Task =
Return every line of the rows that contains the word "blurred", with case counting.
-- Start of Entries supplied --
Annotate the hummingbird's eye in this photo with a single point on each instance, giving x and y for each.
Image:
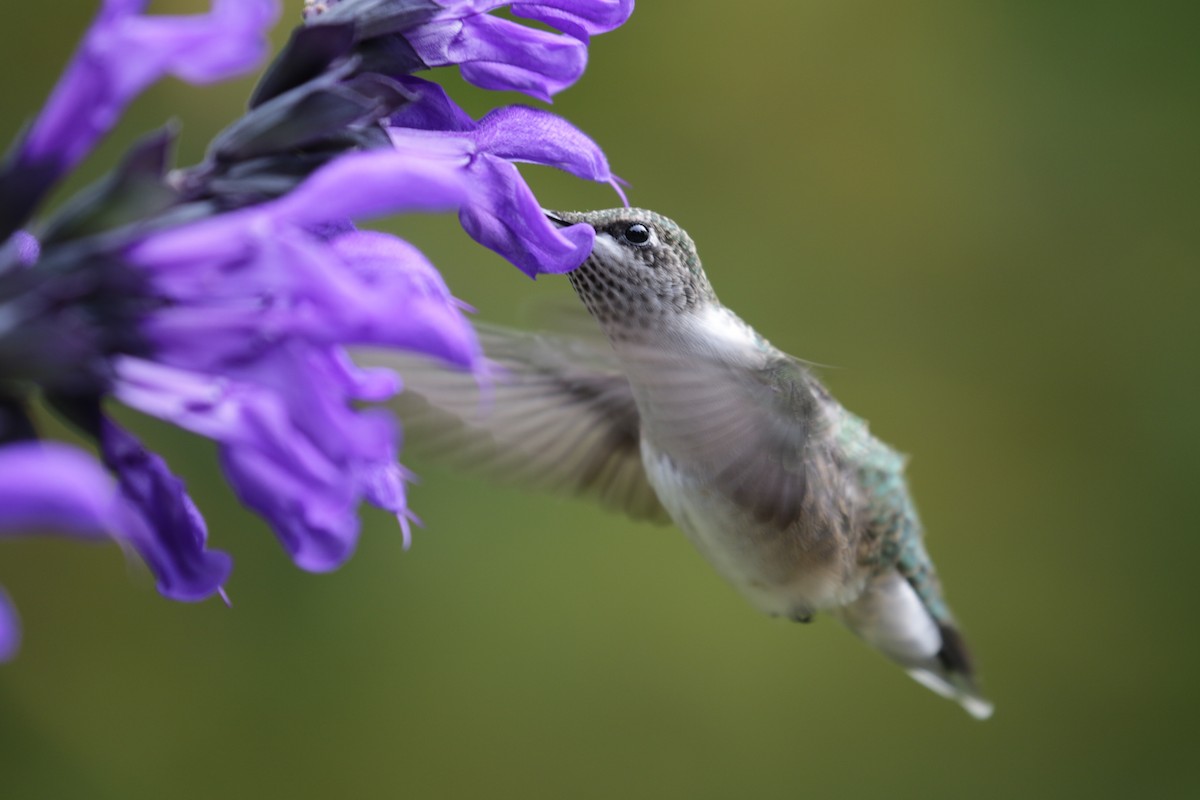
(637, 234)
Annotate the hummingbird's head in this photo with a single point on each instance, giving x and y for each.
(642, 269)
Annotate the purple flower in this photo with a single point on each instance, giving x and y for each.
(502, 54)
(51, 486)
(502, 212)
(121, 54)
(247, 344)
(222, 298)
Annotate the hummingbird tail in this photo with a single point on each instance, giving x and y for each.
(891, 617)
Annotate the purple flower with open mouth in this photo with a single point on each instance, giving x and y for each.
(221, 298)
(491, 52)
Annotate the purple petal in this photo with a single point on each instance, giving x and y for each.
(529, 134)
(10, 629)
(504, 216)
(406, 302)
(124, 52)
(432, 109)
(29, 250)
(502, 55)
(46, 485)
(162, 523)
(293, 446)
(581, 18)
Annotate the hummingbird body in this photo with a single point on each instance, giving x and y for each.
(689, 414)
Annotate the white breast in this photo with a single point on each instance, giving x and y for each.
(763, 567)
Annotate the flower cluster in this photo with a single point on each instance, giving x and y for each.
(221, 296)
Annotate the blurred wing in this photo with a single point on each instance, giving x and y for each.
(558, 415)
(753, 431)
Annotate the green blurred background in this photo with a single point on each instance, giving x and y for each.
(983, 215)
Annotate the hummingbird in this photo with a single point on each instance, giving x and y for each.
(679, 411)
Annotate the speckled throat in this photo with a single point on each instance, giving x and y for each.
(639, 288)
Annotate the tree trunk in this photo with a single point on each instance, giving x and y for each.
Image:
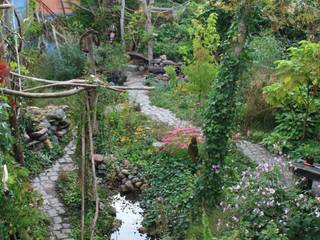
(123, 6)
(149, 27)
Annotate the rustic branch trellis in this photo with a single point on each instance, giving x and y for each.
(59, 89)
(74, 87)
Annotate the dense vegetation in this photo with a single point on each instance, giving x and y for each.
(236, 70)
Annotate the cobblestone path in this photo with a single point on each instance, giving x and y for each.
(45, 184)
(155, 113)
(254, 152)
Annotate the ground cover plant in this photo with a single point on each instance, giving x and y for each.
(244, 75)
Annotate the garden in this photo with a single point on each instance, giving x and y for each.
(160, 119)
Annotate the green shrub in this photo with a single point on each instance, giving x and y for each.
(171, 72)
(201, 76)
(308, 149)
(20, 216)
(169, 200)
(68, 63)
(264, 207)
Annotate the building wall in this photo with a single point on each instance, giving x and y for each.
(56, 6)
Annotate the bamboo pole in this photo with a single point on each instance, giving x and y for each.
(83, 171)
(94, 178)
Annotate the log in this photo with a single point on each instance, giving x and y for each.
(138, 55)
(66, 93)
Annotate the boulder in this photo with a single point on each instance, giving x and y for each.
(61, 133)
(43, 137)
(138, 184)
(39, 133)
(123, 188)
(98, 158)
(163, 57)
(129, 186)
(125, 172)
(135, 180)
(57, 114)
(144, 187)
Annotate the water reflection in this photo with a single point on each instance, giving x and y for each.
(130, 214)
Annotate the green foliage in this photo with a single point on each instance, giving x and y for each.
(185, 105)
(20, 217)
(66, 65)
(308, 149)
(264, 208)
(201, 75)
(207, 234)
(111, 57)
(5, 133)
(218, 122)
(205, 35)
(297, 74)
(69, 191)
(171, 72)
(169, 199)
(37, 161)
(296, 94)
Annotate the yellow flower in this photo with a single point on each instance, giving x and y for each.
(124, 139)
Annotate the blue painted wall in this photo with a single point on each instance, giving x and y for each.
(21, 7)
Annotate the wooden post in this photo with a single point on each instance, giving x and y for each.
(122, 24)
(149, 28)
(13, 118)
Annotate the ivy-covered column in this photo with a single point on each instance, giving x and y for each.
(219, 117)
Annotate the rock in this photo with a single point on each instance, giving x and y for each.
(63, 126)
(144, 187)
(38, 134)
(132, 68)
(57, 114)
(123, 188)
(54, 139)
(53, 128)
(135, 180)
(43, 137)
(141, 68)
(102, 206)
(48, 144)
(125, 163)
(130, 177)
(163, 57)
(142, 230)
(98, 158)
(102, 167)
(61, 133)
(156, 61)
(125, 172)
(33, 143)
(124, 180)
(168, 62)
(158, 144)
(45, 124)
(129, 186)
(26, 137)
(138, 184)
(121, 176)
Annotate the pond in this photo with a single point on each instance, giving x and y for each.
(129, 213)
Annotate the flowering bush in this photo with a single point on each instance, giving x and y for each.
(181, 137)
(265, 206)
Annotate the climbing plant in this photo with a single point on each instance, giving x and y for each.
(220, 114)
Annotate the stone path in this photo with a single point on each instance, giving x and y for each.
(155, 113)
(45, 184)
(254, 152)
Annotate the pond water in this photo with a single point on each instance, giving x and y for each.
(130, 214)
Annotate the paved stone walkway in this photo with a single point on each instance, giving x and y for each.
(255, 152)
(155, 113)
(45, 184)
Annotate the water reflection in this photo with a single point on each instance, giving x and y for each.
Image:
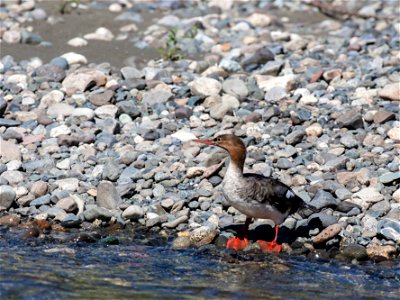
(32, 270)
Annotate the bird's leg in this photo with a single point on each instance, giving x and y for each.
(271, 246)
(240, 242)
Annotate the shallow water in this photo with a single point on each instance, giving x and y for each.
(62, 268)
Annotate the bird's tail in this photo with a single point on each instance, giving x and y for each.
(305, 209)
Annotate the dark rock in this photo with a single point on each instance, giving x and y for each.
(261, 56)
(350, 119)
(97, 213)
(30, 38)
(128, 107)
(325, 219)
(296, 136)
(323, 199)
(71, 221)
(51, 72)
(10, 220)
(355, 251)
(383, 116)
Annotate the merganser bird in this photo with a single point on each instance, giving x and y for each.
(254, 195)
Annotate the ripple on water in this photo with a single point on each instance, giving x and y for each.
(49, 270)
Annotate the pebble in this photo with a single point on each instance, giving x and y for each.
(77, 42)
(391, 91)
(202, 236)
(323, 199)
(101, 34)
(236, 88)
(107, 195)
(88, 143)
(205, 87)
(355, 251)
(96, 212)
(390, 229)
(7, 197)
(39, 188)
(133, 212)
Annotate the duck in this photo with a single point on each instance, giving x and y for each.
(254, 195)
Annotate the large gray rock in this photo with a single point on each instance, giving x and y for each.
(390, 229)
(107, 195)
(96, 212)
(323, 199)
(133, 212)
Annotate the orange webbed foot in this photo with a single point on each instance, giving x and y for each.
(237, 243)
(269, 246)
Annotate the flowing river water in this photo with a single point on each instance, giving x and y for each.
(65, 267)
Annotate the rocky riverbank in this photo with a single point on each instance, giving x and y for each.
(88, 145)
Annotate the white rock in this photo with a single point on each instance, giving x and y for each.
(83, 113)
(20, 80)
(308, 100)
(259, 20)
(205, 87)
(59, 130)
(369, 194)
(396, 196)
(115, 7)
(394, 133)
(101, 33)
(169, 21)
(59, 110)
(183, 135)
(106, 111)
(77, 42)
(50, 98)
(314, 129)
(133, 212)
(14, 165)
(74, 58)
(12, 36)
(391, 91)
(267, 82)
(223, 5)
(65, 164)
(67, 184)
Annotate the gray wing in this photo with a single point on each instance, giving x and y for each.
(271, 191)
-- End of Entries supplied --
-- Start of Entries supplied --
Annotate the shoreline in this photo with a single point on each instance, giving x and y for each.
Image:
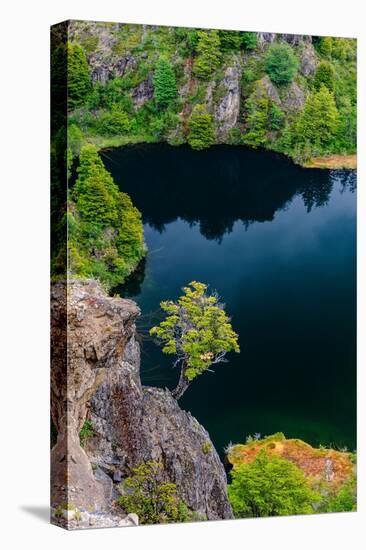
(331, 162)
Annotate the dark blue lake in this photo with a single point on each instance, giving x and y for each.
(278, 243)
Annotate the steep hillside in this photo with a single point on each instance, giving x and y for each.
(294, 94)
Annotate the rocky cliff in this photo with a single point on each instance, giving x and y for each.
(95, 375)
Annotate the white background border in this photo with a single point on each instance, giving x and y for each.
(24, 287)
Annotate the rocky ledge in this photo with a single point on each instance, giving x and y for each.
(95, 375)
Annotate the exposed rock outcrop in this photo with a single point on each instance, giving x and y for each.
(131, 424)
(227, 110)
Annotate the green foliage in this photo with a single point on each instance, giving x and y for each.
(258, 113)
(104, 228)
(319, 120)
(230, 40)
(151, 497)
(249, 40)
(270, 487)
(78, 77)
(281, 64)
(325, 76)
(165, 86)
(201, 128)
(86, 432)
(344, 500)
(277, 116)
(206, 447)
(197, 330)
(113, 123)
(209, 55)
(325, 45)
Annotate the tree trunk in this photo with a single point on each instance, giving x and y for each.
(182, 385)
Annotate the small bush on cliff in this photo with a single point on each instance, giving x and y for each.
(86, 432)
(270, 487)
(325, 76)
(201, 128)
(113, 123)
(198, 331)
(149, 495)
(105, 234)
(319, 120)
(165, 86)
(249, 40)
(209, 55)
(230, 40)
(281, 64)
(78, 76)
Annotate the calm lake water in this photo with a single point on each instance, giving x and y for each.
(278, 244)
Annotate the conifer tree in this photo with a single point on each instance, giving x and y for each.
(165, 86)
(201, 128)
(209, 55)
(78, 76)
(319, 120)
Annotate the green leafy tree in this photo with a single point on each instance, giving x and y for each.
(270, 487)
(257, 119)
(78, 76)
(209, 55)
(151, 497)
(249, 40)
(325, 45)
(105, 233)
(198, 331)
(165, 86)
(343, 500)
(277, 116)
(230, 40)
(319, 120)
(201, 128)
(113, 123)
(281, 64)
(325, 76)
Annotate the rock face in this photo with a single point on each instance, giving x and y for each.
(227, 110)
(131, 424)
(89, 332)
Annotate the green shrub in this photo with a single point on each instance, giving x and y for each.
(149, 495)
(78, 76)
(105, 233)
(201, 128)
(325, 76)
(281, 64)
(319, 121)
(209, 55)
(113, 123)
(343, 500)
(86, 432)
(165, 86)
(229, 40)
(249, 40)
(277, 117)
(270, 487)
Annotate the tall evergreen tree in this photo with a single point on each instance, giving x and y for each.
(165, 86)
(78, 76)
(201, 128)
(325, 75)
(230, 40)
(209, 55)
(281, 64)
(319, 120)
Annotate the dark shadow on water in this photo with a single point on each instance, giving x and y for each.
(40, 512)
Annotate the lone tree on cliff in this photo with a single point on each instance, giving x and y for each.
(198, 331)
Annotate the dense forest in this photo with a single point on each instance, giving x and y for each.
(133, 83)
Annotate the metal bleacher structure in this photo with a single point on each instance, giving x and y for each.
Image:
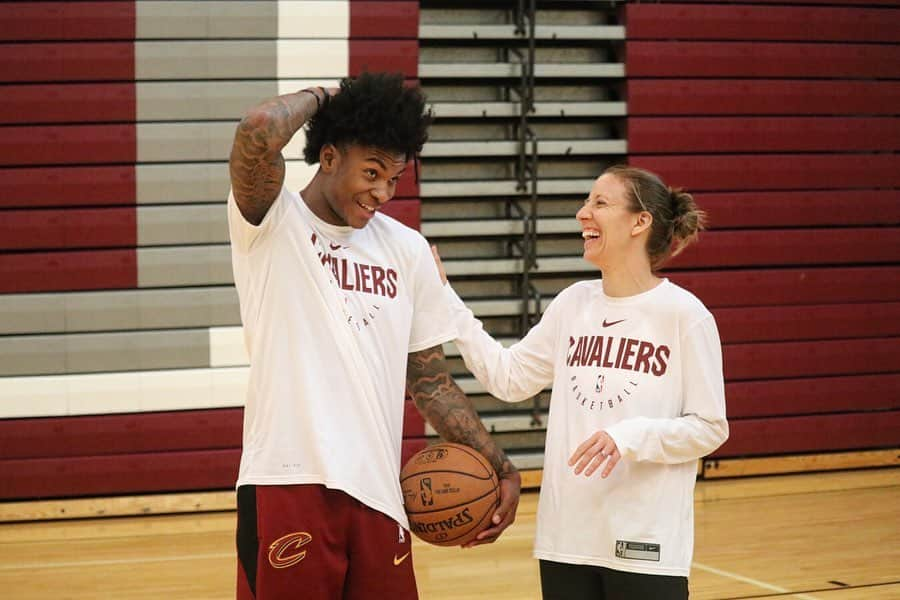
-- End of Entries supplied --
Answer for this exercise =
Annotate the blurred wing in this photo with a single point on each instance, giving x and y for each.
Annotate the green blurred background in this photo with a single point on each instance, giving x and y for each.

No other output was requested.